TO DO:
Reproduce each of the rows below unchanged, line for line.

DATA:
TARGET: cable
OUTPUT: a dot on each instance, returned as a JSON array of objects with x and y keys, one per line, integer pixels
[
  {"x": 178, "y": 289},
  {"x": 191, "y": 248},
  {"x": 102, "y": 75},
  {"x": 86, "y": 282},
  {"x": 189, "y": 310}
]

SOLUTION FOR THIS PROBLEM:
TARGET: cable
OUTPUT: a dot on each instance, returned as a JSON array of objects with x and y keys, one per line, integer pixels
[
  {"x": 178, "y": 289},
  {"x": 191, "y": 248},
  {"x": 102, "y": 75},
  {"x": 86, "y": 282},
  {"x": 189, "y": 310}
]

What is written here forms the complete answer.